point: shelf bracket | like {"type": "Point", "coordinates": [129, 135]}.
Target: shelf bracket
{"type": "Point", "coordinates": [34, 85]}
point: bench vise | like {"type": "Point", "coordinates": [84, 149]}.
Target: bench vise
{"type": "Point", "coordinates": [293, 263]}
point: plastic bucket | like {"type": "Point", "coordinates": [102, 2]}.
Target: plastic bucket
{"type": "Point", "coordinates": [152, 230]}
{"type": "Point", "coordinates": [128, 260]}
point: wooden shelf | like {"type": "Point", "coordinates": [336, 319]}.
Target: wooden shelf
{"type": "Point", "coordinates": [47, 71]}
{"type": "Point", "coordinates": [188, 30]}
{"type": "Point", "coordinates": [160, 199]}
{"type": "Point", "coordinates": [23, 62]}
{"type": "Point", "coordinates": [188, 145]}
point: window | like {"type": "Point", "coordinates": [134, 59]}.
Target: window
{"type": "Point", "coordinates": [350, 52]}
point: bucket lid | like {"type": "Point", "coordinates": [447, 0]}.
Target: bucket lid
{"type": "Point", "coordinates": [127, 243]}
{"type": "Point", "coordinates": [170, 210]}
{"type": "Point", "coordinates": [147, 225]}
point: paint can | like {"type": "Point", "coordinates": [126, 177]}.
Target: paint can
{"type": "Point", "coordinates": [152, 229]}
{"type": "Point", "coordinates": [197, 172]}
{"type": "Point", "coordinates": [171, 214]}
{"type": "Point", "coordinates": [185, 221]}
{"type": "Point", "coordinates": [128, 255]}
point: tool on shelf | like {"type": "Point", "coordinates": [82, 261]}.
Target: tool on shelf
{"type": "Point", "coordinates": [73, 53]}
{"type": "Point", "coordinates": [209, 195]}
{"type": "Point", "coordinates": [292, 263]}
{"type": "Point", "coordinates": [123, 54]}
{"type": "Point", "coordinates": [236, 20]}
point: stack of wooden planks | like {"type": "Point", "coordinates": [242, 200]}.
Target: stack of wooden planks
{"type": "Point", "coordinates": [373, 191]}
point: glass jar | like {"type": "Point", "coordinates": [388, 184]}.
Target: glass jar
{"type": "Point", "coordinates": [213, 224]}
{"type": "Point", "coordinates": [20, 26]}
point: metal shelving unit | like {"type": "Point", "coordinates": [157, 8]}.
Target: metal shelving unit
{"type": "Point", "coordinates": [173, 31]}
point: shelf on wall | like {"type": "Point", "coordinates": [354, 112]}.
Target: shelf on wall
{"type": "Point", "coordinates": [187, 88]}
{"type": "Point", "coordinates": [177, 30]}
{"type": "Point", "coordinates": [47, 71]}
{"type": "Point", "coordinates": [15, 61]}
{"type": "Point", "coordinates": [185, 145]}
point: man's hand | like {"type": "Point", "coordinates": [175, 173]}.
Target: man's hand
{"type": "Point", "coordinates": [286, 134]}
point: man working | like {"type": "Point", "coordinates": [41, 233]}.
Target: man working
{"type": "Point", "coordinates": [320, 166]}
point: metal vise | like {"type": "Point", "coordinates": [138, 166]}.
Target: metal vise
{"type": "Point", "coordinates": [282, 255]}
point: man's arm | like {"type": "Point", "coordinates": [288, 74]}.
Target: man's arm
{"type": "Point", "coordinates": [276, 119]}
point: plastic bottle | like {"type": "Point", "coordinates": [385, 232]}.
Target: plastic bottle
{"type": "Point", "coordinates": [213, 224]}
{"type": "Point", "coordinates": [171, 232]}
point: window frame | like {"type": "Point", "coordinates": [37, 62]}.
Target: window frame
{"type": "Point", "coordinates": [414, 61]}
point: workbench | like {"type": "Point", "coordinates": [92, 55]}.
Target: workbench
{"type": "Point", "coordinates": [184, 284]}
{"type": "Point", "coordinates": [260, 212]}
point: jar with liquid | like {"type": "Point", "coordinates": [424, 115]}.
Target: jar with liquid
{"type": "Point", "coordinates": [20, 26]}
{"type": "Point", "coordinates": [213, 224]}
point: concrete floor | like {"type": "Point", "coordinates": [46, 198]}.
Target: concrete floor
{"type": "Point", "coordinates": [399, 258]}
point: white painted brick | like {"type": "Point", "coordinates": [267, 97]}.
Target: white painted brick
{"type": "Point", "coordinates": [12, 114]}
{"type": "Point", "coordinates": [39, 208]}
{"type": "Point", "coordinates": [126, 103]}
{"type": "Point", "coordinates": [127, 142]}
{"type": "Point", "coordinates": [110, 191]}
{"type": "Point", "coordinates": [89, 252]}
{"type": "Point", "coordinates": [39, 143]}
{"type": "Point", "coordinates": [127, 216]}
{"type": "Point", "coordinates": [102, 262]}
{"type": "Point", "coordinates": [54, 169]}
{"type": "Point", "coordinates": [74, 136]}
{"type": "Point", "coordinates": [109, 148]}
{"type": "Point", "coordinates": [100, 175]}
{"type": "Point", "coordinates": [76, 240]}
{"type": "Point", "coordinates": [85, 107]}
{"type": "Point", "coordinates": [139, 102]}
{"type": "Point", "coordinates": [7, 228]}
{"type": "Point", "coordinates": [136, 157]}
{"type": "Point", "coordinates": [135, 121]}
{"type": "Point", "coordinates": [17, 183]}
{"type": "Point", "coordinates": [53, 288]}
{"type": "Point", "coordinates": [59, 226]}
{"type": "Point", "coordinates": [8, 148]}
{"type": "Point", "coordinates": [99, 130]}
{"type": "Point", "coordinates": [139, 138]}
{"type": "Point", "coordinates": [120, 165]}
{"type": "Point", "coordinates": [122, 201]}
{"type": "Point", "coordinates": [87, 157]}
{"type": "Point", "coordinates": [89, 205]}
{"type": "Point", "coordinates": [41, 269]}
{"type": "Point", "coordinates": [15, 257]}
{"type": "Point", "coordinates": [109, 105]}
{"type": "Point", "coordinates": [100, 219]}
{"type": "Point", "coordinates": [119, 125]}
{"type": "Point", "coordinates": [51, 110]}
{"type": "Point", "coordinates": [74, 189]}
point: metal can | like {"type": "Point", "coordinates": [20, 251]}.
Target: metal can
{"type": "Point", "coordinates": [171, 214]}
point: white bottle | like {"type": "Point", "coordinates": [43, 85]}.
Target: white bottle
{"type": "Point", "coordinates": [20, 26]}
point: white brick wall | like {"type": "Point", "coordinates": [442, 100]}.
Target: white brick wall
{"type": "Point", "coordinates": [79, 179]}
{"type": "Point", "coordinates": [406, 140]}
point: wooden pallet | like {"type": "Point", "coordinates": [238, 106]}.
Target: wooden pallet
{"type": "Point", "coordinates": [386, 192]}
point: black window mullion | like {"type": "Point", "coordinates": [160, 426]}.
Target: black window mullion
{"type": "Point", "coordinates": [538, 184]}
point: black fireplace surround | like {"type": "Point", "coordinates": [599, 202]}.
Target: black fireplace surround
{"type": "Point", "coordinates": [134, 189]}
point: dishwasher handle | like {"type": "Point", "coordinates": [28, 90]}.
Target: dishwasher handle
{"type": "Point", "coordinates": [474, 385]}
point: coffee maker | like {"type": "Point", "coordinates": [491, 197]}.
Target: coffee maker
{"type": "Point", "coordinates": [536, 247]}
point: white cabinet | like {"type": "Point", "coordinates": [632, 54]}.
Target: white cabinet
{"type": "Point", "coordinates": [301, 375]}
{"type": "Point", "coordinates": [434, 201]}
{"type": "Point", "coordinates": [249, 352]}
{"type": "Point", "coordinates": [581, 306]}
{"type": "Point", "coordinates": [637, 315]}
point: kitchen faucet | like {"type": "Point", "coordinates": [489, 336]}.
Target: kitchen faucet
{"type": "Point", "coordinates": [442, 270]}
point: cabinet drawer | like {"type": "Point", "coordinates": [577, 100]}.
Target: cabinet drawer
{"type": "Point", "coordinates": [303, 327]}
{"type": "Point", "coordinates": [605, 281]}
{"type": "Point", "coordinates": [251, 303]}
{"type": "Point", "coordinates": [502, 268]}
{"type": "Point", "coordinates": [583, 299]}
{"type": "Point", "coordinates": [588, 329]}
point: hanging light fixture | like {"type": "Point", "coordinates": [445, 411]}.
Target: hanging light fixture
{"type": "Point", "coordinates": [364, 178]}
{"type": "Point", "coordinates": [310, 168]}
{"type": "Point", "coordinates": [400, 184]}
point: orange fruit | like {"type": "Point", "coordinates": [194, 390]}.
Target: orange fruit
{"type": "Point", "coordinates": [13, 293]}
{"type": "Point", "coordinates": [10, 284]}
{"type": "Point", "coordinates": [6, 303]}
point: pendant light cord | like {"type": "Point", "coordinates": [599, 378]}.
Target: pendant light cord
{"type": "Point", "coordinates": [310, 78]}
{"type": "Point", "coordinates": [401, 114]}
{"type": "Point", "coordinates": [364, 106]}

* _PROBLEM DETAILS_: Can you duplicate the rows verbatim, starting with the line that contains "point: wooden pallet" and going on through the last line of the rows, both ends included?

* _IN RESPONSE_:
point: wooden pallet | like {"type": "Point", "coordinates": [238, 106]}.
Target: wooden pallet
{"type": "Point", "coordinates": [386, 192]}
point: black window mullion | like {"type": "Point", "coordinates": [160, 426]}.
Target: black window mullion
{"type": "Point", "coordinates": [538, 184]}
point: black fireplace surround | like {"type": "Point", "coordinates": [599, 202]}.
Target: black fireplace surround
{"type": "Point", "coordinates": [134, 189]}
point: dishwasher handle | like {"type": "Point", "coordinates": [28, 90]}.
Target: dishwasher handle
{"type": "Point", "coordinates": [474, 385]}
point: coffee maker | like {"type": "Point", "coordinates": [491, 197]}.
Target: coffee maker
{"type": "Point", "coordinates": [536, 247]}
point: white cabinet | like {"type": "Point", "coordinates": [632, 54]}.
Target: white cabinet
{"type": "Point", "coordinates": [301, 375]}
{"type": "Point", "coordinates": [434, 201]}
{"type": "Point", "coordinates": [249, 352]}
{"type": "Point", "coordinates": [581, 306]}
{"type": "Point", "coordinates": [637, 315]}
point: kitchen faucet | like {"type": "Point", "coordinates": [489, 336]}.
Target: kitchen faucet
{"type": "Point", "coordinates": [442, 270]}
point: cabinet drawer | like {"type": "Point", "coordinates": [577, 100]}.
Target: cabinet drawer
{"type": "Point", "coordinates": [303, 327]}
{"type": "Point", "coordinates": [605, 281]}
{"type": "Point", "coordinates": [251, 303]}
{"type": "Point", "coordinates": [502, 268]}
{"type": "Point", "coordinates": [583, 299]}
{"type": "Point", "coordinates": [588, 329]}
point: hanging light fixture | like {"type": "Point", "coordinates": [445, 411]}.
Target: hanging light fixture
{"type": "Point", "coordinates": [364, 178]}
{"type": "Point", "coordinates": [310, 168]}
{"type": "Point", "coordinates": [400, 184]}
point: orange fruit | like {"type": "Point", "coordinates": [194, 390]}.
Target: orange fruit
{"type": "Point", "coordinates": [13, 293]}
{"type": "Point", "coordinates": [10, 284]}
{"type": "Point", "coordinates": [6, 303]}
point: pendant light cord | like {"type": "Point", "coordinates": [599, 378]}.
Target: pendant light cord
{"type": "Point", "coordinates": [310, 78]}
{"type": "Point", "coordinates": [401, 114]}
{"type": "Point", "coordinates": [364, 106]}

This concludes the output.